* [What you are asked to do]: In the material below, copy the lines verbatim, beginning at the line that contains "Where can the green" and stopping after the line that contains "pixel 103 91".

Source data
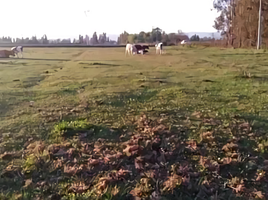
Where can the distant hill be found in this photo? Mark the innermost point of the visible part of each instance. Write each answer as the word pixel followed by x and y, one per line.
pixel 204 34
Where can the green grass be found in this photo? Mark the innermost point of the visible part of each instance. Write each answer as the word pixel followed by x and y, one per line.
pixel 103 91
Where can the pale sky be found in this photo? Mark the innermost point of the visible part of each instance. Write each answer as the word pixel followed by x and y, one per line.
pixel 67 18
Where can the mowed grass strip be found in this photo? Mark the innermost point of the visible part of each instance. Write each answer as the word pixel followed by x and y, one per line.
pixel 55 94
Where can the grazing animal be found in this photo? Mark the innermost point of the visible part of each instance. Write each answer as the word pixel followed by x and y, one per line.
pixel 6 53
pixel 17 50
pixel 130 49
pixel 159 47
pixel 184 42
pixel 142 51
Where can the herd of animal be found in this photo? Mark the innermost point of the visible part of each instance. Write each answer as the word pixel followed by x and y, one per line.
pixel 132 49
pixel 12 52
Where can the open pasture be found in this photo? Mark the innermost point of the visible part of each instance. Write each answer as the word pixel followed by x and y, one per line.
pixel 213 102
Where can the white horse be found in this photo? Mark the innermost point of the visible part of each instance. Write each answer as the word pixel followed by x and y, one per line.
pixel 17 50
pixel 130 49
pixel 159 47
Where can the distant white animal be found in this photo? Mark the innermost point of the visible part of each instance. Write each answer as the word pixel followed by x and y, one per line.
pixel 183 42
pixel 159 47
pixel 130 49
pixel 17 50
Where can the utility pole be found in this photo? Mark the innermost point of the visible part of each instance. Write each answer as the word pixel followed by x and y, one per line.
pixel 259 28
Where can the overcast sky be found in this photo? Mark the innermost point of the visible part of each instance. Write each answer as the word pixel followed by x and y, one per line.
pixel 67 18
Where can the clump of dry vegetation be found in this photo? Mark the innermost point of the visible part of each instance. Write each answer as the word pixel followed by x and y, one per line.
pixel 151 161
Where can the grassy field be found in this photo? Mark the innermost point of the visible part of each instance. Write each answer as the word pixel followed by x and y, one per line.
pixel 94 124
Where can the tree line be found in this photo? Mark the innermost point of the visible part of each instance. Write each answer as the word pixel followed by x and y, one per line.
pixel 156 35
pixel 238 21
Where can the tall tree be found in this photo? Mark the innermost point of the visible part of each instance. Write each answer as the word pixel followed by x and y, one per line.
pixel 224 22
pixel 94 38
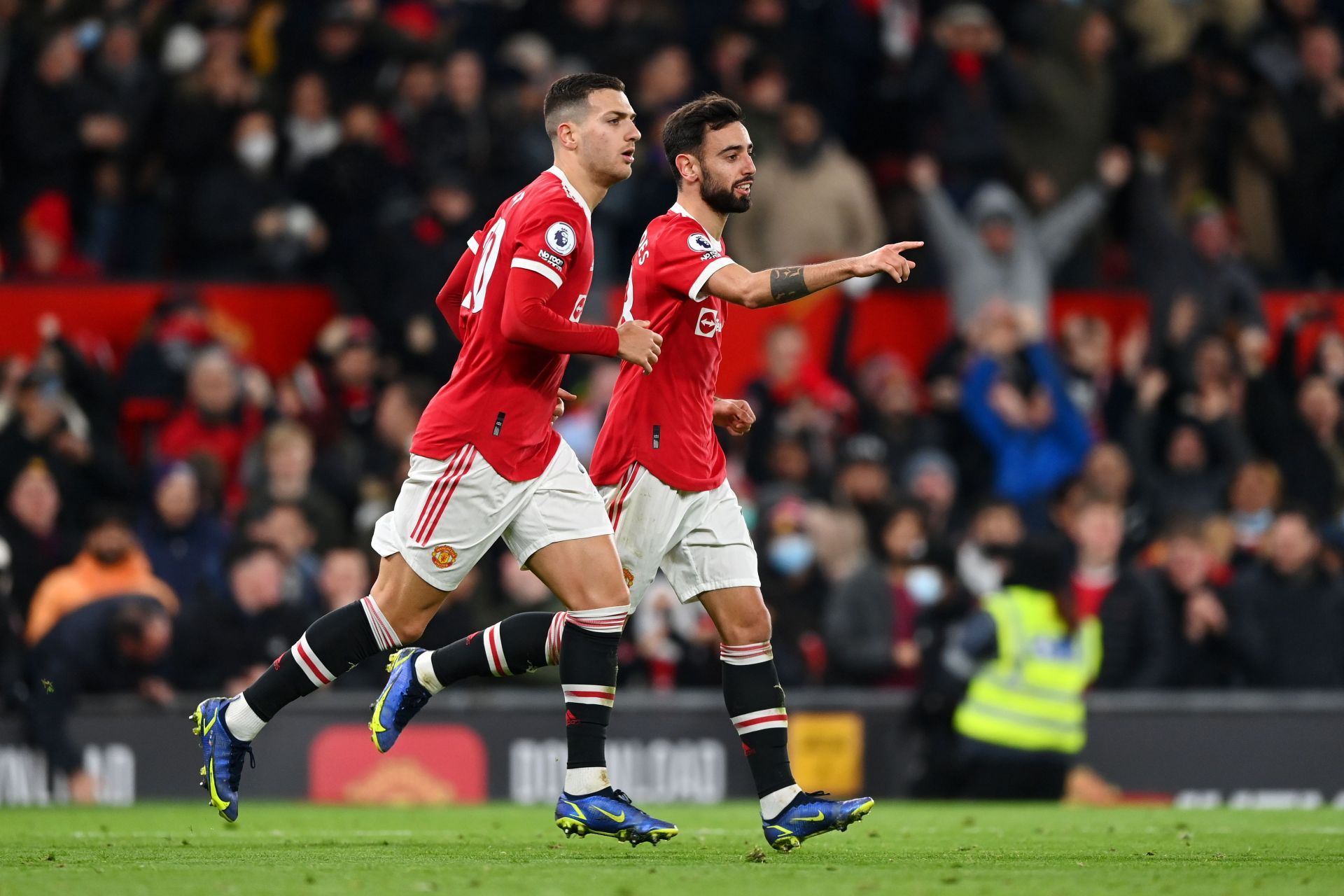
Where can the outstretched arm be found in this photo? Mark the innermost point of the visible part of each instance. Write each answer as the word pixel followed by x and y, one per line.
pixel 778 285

* [Complete answer]:
Where can the green grass be found in this photo? Mark the innermost point of the visible part of each instance. Write each answer as the word pixel followed by x and y, one per line.
pixel 103 91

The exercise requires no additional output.